[Opening TEXT FOR ANALYSIS section]
For both response measures, tocilizumab responses showed greater stability over time than responses to TNF inhibitors, suggesting that therapeutic responses to tocilizumab may be better maintained than therapeutic responses to anti-TNF agents. These findings are consistent with other reports of the long-term effectiveness of tocilizumab [10, 11, 13, 18].

Previous studies have found that DAS28-dcrit responses are associated with improvements in function as assessed by the Funktionsfragebogen Hannover patient questionnaire [3] and that patients with DAS28-dcrit responses are more likely to achieve individual responses in PROs than patients who do not achieve a DAS28-dcrit response [6]. In this study, we extend these observations by showing that DAS28-dcrit responses were closely associated with improvements in mean values for PROs, regardless of the drug involved. Patient global health is one of the parameters used to derive the DAS28, so the association between a DAS28-dcrit response and global health is perhaps expected. However, the strong association with pain is more surprising and supports the clinical relevance of a DAS28-dcrit response as a surrogate for outcomes important to patients. The mean change in pain during tocilizumab and anti-TNF treatment exceeded the individual pain-dcrit response value of 30 mm (corresponding to 3 points on a scale of 0 to 10 as calculated by Scharbatke et al. [6]) in the DAS28-dcrit responder group, but not in the group that did not achieve a DAS28-dcrit response, suggesting that changes in pain associated with a DAS28-dcrit response were clinically meaningful to patients. Patients with a DAS28-dcrit response also showed strong improvements in patient-reported function as assessed by the HAQ-DI. As has been reported previously [6], fatigue was the PRO most refractory to improvement in patients achieving a therapeutic response.
[Closing TEXT FOR ANALYSIS section]
(PROMPT 1): In the passage on tocilizumab and DAS28-dcrit responses, reproduce the stretch from "For both response" through "11, 13, 18].".
(PROMPT 2): According to the passage on tocilizumab and DAS28-dcrit responses, which patient-reported outcome was most refractory to improvement in patients achieving a therapeutic response?
[Opening ENTRIES PROVIDED section]
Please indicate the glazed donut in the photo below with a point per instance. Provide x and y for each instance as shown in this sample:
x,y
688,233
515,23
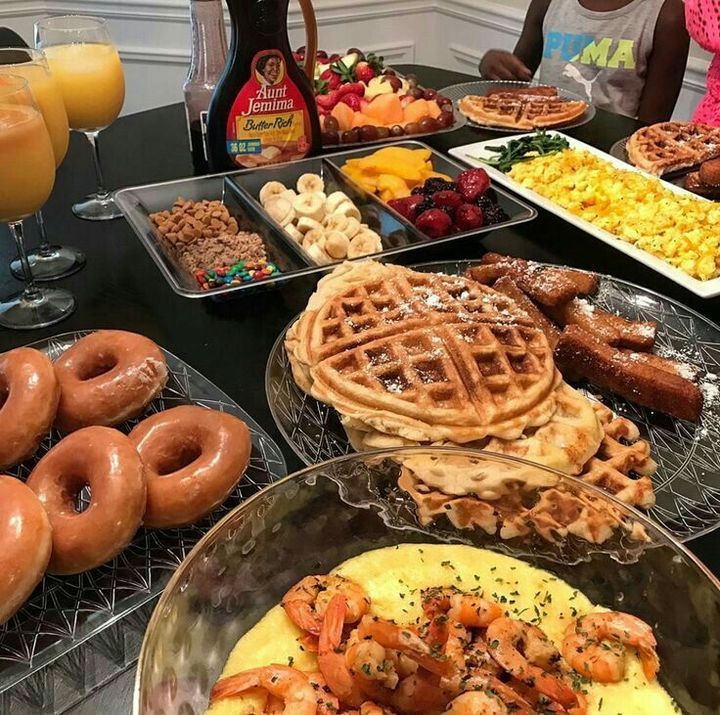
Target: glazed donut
x,y
29,396
106,378
107,462
25,544
194,457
[Closing ENTRIES PROVIDED section]
(EXERCISE ANSWER 1):
For both response measures, tocilizumab responses showed greater stability over time than responses to TNF inhibitors, suggesting that therapeutic responses to tocilizumab may be better maintained than therapeutic responses to anti-TNF agents. These findings are consistent with other reports of the long-term effectiveness of tocilizumab [10, 11, 13, 18].

(EXERCISE ANSWER 2): Fatigue